Task brief:
Rename "performance artist" as "multimedia artist" in the section of the GES-2 text below that opens with the words containing "Ragnar Kjartansson (b." and closes with "and bewitching effect.", and write out that section with the change.

**** Passage

GES-2 is a disused power station dating back to 1907, located on Bolotnaya Embankment on the Balchug island in the centre of Moscow. V–A–C Foundation acquired the main building and surrounding area in 2014 and commissioned Renzo Piano Building Workshop to design a major new cultural destination for the city of Moscow. The main building is being transformed into an open-plan activity area and will also serve as a sheltered walkway for pedestrians. GES-2 will feature spaces for exhibitions, performative and learning programmes as well as a 420-seat, glass-front playhouse overlooking a birch grove. The complex will also include a library, a shop, cafés and a restaurant, and a residency block. GES-2 will be energy efficient via the use of solar panels and a system that collects and recycles rainwater. A historic vaulted redbrick structure on the site (a former Smirnoff vodka warehouse) will be transformed into an open workshop facility for the creative community, becoming GES-2’s centre for experimentation and cultural production.
Ragnar Kjartansson (b. 1976, Reykjavik) is an internationally acclaimed performance artist, whose work explores emotional states: sorrow, melancholy and loneliness as well as deep love and the power of joy. He uses music — scoping such distant genres as pop, punk, folk and opera — and theatrical props, costumes and scenery for extended performances (often lasting several hours), which employ repetition to achieve a monotonous and, at the same time, transfixing and bewitching effect.
V–A–C has invited Kjartansson to occupy the whole of GES-2 for the inaugural six month period. Entitled ‘Santa Barbara’, his project will involve a series of interconnected exhibitions, film screenings, music programmes and learning activities as well as a TV studio set. His intervention will be developed around Santa Barbara, the first American telenovela to be broadcast on Russian TV and the country’s longest-ever running soap opera. The popularity of Santa Barbara in Russia coincided with the period following the collapse of the Soviet Union and the country’s transition to a different economic, social and cultural framework. It has been suggested that the country’s immersion in Santa Barbara played an important role in shaping the first generation of post-Soviet Russians. Fascinated by the emotional power of soap operas and the impact of Santa Barbara’s extended and repetitive narrative centred on rich families in California and their struggles for love, power and money, Kjartansson set himself the task of building makeshift TV studio sets throughout the main building. This gigantic stage will be used to re-enact live and film on camera the episodes of Santa Barbara that were televised in Russia between 1992 and 2002. This enterprising task highlights the artist’s obsession with the act of staging, the cultural impact of clichés and the practical impossibility of re-staging 1,823 episodes in a limited timeframe.

********
**** Raw data

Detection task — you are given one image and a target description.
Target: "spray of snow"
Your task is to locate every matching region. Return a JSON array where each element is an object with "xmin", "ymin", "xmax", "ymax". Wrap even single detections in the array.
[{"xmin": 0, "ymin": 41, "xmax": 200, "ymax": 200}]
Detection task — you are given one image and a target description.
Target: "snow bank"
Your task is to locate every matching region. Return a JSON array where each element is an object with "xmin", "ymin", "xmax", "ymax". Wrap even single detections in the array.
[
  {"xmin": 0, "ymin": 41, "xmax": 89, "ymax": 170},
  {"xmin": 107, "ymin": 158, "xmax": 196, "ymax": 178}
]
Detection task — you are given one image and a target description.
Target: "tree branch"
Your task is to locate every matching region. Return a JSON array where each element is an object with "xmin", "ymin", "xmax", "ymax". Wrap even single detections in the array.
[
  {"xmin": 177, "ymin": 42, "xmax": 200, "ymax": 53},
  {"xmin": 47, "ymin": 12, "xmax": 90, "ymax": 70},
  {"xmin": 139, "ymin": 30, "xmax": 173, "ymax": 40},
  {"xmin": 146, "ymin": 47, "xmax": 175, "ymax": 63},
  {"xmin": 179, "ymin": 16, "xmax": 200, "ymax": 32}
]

********

Written response:
Ragnar Kjartansson (b. 1976, Reykjavik) is an internationally acclaimed multimedia artist, whose work explores emotional states: sorrow, melancholy and loneliness as well as deep love and the power of joy. He uses music — scoping such distant genres as pop, punk, folk and opera — and theatrical props, costumes and scenery for extended performances (often lasting several hours), which employ repetition to achieve a monotonous and, at the same time, transfixing and bewitching effect.